*** Opening of RECORD EXCERPTS ***
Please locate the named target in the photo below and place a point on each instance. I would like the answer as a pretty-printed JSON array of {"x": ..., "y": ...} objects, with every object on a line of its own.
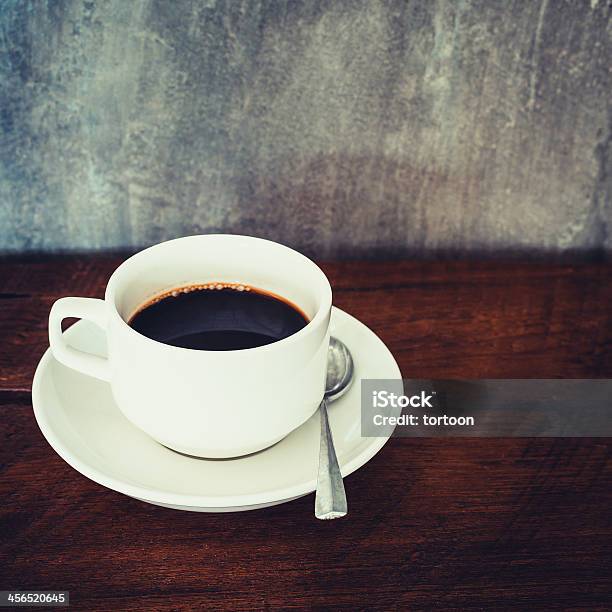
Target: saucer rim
[{"x": 154, "y": 495}]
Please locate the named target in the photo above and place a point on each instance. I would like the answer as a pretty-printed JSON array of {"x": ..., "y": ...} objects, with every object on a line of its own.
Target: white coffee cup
[{"x": 207, "y": 403}]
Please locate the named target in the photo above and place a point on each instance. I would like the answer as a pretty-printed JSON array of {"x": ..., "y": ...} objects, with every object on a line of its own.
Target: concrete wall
[{"x": 342, "y": 128}]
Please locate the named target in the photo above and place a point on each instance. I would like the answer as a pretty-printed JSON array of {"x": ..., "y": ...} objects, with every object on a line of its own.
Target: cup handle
[{"x": 91, "y": 309}]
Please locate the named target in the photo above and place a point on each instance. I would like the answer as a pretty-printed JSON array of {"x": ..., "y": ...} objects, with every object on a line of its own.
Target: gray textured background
[{"x": 341, "y": 128}]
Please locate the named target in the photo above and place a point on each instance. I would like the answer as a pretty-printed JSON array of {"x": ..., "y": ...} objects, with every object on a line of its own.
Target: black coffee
[{"x": 226, "y": 319}]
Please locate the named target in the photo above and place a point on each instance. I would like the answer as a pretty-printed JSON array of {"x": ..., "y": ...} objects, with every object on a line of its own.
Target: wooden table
[{"x": 482, "y": 524}]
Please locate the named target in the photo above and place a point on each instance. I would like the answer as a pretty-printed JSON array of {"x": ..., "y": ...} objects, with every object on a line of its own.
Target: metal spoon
[{"x": 330, "y": 498}]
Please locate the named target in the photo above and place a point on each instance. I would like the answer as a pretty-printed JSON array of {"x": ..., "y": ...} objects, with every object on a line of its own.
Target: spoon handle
[{"x": 330, "y": 498}]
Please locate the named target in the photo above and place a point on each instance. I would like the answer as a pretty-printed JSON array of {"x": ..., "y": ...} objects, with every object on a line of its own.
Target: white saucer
[{"x": 79, "y": 419}]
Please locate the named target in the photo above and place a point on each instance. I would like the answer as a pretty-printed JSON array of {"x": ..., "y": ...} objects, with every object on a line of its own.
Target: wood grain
[{"x": 496, "y": 524}]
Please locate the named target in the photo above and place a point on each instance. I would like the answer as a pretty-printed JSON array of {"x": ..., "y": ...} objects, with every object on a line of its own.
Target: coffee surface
[{"x": 214, "y": 319}]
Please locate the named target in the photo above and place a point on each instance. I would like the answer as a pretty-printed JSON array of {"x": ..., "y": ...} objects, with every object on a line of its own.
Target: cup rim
[{"x": 323, "y": 310}]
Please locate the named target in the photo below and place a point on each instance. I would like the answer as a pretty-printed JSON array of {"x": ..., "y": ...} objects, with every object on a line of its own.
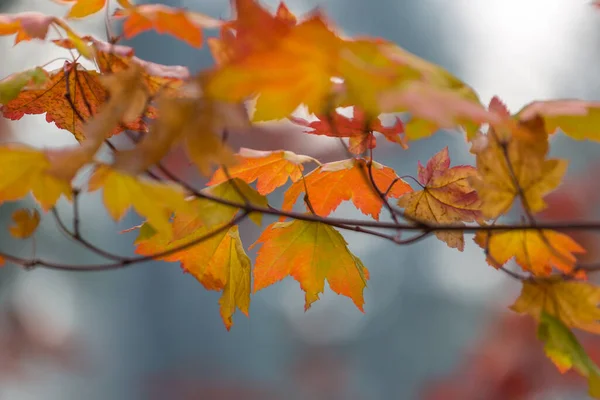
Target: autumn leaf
[
  {"x": 358, "y": 129},
  {"x": 446, "y": 198},
  {"x": 563, "y": 348},
  {"x": 270, "y": 169},
  {"x": 297, "y": 69},
  {"x": 572, "y": 302},
  {"x": 207, "y": 212},
  {"x": 112, "y": 58},
  {"x": 576, "y": 118},
  {"x": 511, "y": 161},
  {"x": 182, "y": 24},
  {"x": 26, "y": 25},
  {"x": 253, "y": 29},
  {"x": 152, "y": 200},
  {"x": 69, "y": 98},
  {"x": 25, "y": 223},
  {"x": 12, "y": 85},
  {"x": 32, "y": 175},
  {"x": 218, "y": 263},
  {"x": 534, "y": 251},
  {"x": 330, "y": 184},
  {"x": 310, "y": 252}
]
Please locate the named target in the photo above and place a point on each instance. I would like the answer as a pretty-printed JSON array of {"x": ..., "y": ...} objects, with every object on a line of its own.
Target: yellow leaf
[
  {"x": 534, "y": 251},
  {"x": 153, "y": 200},
  {"x": 513, "y": 161},
  {"x": 25, "y": 223},
  {"x": 25, "y": 169},
  {"x": 310, "y": 252},
  {"x": 574, "y": 303}
]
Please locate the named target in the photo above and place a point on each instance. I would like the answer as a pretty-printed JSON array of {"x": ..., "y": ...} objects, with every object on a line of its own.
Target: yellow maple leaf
[
  {"x": 572, "y": 302},
  {"x": 310, "y": 252},
  {"x": 511, "y": 161},
  {"x": 25, "y": 223},
  {"x": 153, "y": 200},
  {"x": 534, "y": 251}
]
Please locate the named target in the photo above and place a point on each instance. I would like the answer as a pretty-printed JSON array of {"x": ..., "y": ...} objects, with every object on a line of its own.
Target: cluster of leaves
[{"x": 279, "y": 62}]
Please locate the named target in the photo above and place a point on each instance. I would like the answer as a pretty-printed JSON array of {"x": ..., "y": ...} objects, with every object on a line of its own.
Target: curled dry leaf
[
  {"x": 25, "y": 223},
  {"x": 446, "y": 198},
  {"x": 332, "y": 183},
  {"x": 535, "y": 251},
  {"x": 69, "y": 98},
  {"x": 271, "y": 169},
  {"x": 574, "y": 303},
  {"x": 359, "y": 129},
  {"x": 310, "y": 252}
]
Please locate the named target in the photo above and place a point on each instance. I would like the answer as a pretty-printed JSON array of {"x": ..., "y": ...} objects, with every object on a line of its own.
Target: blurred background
[{"x": 434, "y": 327}]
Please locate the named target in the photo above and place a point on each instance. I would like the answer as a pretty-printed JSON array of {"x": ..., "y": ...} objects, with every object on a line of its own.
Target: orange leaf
[
  {"x": 113, "y": 58},
  {"x": 358, "y": 128},
  {"x": 574, "y": 303},
  {"x": 182, "y": 24},
  {"x": 69, "y": 98},
  {"x": 27, "y": 25},
  {"x": 218, "y": 263},
  {"x": 271, "y": 169},
  {"x": 297, "y": 69},
  {"x": 535, "y": 251},
  {"x": 310, "y": 252},
  {"x": 332, "y": 183},
  {"x": 446, "y": 197},
  {"x": 25, "y": 223}
]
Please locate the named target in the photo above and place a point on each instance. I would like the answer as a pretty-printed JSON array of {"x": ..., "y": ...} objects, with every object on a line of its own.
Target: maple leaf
[
  {"x": 330, "y": 184},
  {"x": 153, "y": 200},
  {"x": 271, "y": 169},
  {"x": 295, "y": 70},
  {"x": 255, "y": 29},
  {"x": 34, "y": 174},
  {"x": 576, "y": 118},
  {"x": 182, "y": 24},
  {"x": 565, "y": 351},
  {"x": 446, "y": 197},
  {"x": 70, "y": 97},
  {"x": 310, "y": 252},
  {"x": 534, "y": 251},
  {"x": 207, "y": 212},
  {"x": 511, "y": 161},
  {"x": 218, "y": 263},
  {"x": 358, "y": 129},
  {"x": 574, "y": 303},
  {"x": 25, "y": 223},
  {"x": 26, "y": 25},
  {"x": 112, "y": 58},
  {"x": 11, "y": 86}
]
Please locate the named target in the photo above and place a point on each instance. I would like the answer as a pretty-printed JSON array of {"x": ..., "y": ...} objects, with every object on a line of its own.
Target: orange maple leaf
[
  {"x": 534, "y": 251},
  {"x": 359, "y": 129},
  {"x": 183, "y": 24},
  {"x": 310, "y": 252},
  {"x": 446, "y": 197},
  {"x": 332, "y": 183},
  {"x": 112, "y": 58},
  {"x": 69, "y": 98},
  {"x": 574, "y": 303},
  {"x": 271, "y": 169},
  {"x": 25, "y": 223}
]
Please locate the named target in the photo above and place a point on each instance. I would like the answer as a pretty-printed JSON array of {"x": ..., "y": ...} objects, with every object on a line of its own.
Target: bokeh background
[{"x": 434, "y": 326}]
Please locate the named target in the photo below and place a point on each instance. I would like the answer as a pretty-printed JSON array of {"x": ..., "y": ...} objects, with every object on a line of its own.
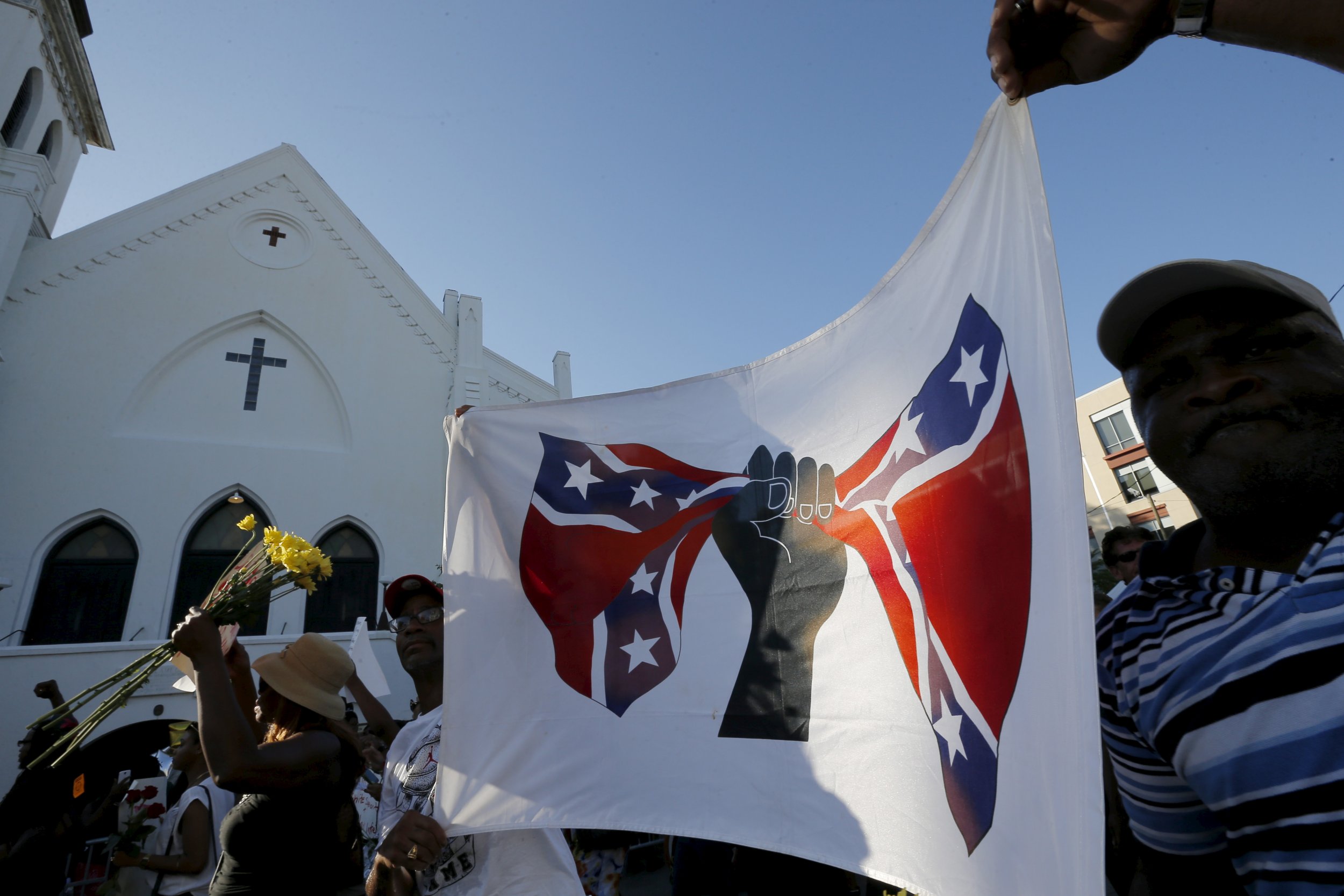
*** Close of RECORD EXCERPTS ***
**ACTION ITEM**
All records above must be copied exactly, though the pictures they hold are to be left out.

**SOLUTION**
Please locate the named target in the photo below and place a point on each instance. I would like the answer as a pretty-printed JSON array of {"x": ..., "y": ...} objects, with every object on a line of its own.
Target: saucer rim
[{"x": 154, "y": 495}]
Please locate the named target in the photo above and place a point on each instance. I would like the answer as a pretty-printed JSON array of {"x": ..., "y": ...} objects, with every object on a line of its own.
Target: white coffee cup
[{"x": 207, "y": 403}]
Please locate the named target in the photo above and place a point on each instance. I would like the answer as a pretty-printed JSON array of {"x": ..., "y": ...} objects, with every object on a line of its own.
Target: concrete wall
[{"x": 342, "y": 128}]
Please locate the named target in the photo above and place a point on each instance. I would like the answer as a pretty-printed JSON array of {"x": ..., "y": ...} objects, with every object on a line of its own.
Target: cup handle
[{"x": 91, "y": 309}]
Please locate the named target in the photo above and place a point on each instance. I would like the answer as a pretty-printed JSON array of {"x": ..., "y": ...} objects, with every object on a line of its own.
Target: gray textured background
[{"x": 341, "y": 128}]
Please locate the named target in the photo above and place a point on each instance. I would like the answer as a pretty-printed JSON array of {"x": ..., "y": ...} objects, with every object on a line of its own.
Target: black coffee
[{"x": 226, "y": 319}]
Please locate the named target in the photo above and place a point on each instance. I would like the answer as a pretty-printed JSON array of {"x": ..., "y": ...} objects, with every object on a line of its own.
Target: wooden table
[{"x": 482, "y": 524}]
Please locate the named target in the photo above and place a point on each instance. I would like the answer as a pretty-printed JSON array of {"x": ..., "y": ...} objects, with every object on a line of its own.
Target: metal spoon
[{"x": 330, "y": 498}]
Please locate the named target in the photo above and place a point on each instance. I would like the answer as a pretty-printed JSON array of {"x": ..., "y": ...} objects, with every object on a line of its own.
Target: spoon handle
[{"x": 330, "y": 498}]
Please locate the named target in the photo above and place a point on each instance. I would like the answer as a pretty-printed JSON array of {"x": ..., "y": ...} objects, with every object on a line of its own.
Target: white saucer
[{"x": 79, "y": 419}]
Please locate the named target in the photo above and place a point on each instance. I would like the answer as a pretty-printed JSON array of {"x": ..., "y": ...} objects, with every object on a line of its own.
Target: wood grain
[{"x": 496, "y": 524}]
Please locate the named target in the photo above and place a point on each instance. I would like the answer as a pretty-printed JSON array of {"x": ..., "y": ...} objects, with every object on a line of its own.
Target: coffee surface
[{"x": 214, "y": 319}]
Please locate the named target in the photo above and place a point on each instance. I would like the answer as a pretty-printed JSON array of {"x": ..., "y": ...} objects, with every object on a line of its own.
Target: cup rim
[{"x": 323, "y": 310}]
Please locate the named target in the photo below and place a point on each instance. I would like the answer as a pretty-printed JSON array of {"x": ..., "y": ...} objects, with every object on a line of its own.
Target: autumn leaf
[
  {"x": 358, "y": 129},
  {"x": 446, "y": 198},
  {"x": 563, "y": 348},
  {"x": 270, "y": 169},
  {"x": 297, "y": 69},
  {"x": 572, "y": 302},
  {"x": 207, "y": 212},
  {"x": 112, "y": 58},
  {"x": 576, "y": 118},
  {"x": 511, "y": 161},
  {"x": 182, "y": 24},
  {"x": 26, "y": 25},
  {"x": 253, "y": 29},
  {"x": 152, "y": 200},
  {"x": 69, "y": 98},
  {"x": 25, "y": 223},
  {"x": 12, "y": 85},
  {"x": 32, "y": 175},
  {"x": 218, "y": 263},
  {"x": 534, "y": 251},
  {"x": 330, "y": 184},
  {"x": 310, "y": 252}
]
Please locate the named target in the photo above and place a point on each instance. I would like the answer as a pretty-printed JSON array of {"x": ..., "y": ...} objects, with every object on a line of its own.
Target: yellow leaf
[
  {"x": 534, "y": 251},
  {"x": 153, "y": 200},
  {"x": 513, "y": 161},
  {"x": 25, "y": 223},
  {"x": 25, "y": 169},
  {"x": 310, "y": 252},
  {"x": 574, "y": 303}
]
Please locate the named target in the photo above and place a point on each instance. I would like the answer as a pretty-printed JSON array of {"x": ..., "y": ...} objects, with every object on a line of its own.
Target: yellow maple leaf
[
  {"x": 572, "y": 302},
  {"x": 310, "y": 252},
  {"x": 511, "y": 161},
  {"x": 25, "y": 223},
  {"x": 153, "y": 200},
  {"x": 534, "y": 251}
]
Please locate the named target in the photo above and place a point on each instance. I would like the answer as a pretty-printed JSON array of {"x": ..., "y": ...} objects, with every object on a line of its own.
Target: cluster of leaves
[{"x": 279, "y": 62}]
Please locate the named target in the photo above and place a point on each instance. I would like the answer as a pretty-printed JSON array of {"x": ..., "y": ...} objects, with every object on a line of its own.
Target: curled dry leaf
[
  {"x": 25, "y": 223},
  {"x": 446, "y": 198},
  {"x": 332, "y": 183},
  {"x": 535, "y": 251},
  {"x": 69, "y": 98},
  {"x": 271, "y": 169},
  {"x": 574, "y": 303},
  {"x": 359, "y": 129},
  {"x": 310, "y": 252}
]
Please locate the named target in the photo above and place a point on each instance. I would like the answer as a pretty-printed JSON array of {"x": ..., "y": ...} objects, with every object on a line of its own.
Target: blurred background
[{"x": 434, "y": 327}]
Please locate the named target in the photo above and place a point on each instance. I would like the answer as a pretty-printed JSON array of {"x": ..., "y": ...} objects, with every object on a line of its own.
Target: orange leaf
[
  {"x": 113, "y": 58},
  {"x": 358, "y": 128},
  {"x": 574, "y": 303},
  {"x": 182, "y": 24},
  {"x": 69, "y": 98},
  {"x": 27, "y": 25},
  {"x": 218, "y": 263},
  {"x": 271, "y": 169},
  {"x": 297, "y": 69},
  {"x": 535, "y": 251},
  {"x": 310, "y": 252},
  {"x": 332, "y": 183},
  {"x": 446, "y": 197},
  {"x": 25, "y": 223}
]
Please locate the named target in the photo above and place a point on each instance. I would like the answer as a pretty-printed JSON array of {"x": ..., "y": ...} objects, with every object on a line of its own.
Target: maple leaf
[
  {"x": 330, "y": 184},
  {"x": 153, "y": 200},
  {"x": 271, "y": 169},
  {"x": 295, "y": 70},
  {"x": 255, "y": 29},
  {"x": 34, "y": 174},
  {"x": 576, "y": 118},
  {"x": 182, "y": 24},
  {"x": 565, "y": 351},
  {"x": 446, "y": 197},
  {"x": 70, "y": 97},
  {"x": 310, "y": 252},
  {"x": 534, "y": 251},
  {"x": 207, "y": 212},
  {"x": 511, "y": 161},
  {"x": 218, "y": 263},
  {"x": 358, "y": 129},
  {"x": 574, "y": 303},
  {"x": 25, "y": 223},
  {"x": 26, "y": 25},
  {"x": 112, "y": 58},
  {"x": 11, "y": 86}
]
Please locate the named target in the photo above and place a point on each instance. I would like the answer as a pretty-printed JSON array of {"x": ..., "y": ...} objects, with every object on a line of its own.
Target: orange maple leaf
[
  {"x": 534, "y": 251},
  {"x": 359, "y": 129},
  {"x": 183, "y": 24},
  {"x": 310, "y": 252},
  {"x": 446, "y": 197},
  {"x": 332, "y": 183},
  {"x": 112, "y": 58},
  {"x": 69, "y": 98},
  {"x": 574, "y": 303},
  {"x": 271, "y": 169},
  {"x": 25, "y": 223}
]
Please locate the named target in the photo above and place a point on each instance. I would like the answer as a pretty-printed JSON array of {"x": ..., "y": ...} objects, with every object on a line of its own.
Target: bokeh background
[{"x": 434, "y": 326}]
Please locate the named target in the photo below and place a point on each instance. I would like the answer as a pretty-printed JSON array of {"x": ..., "y": ...} objects, with every object on a line of its own.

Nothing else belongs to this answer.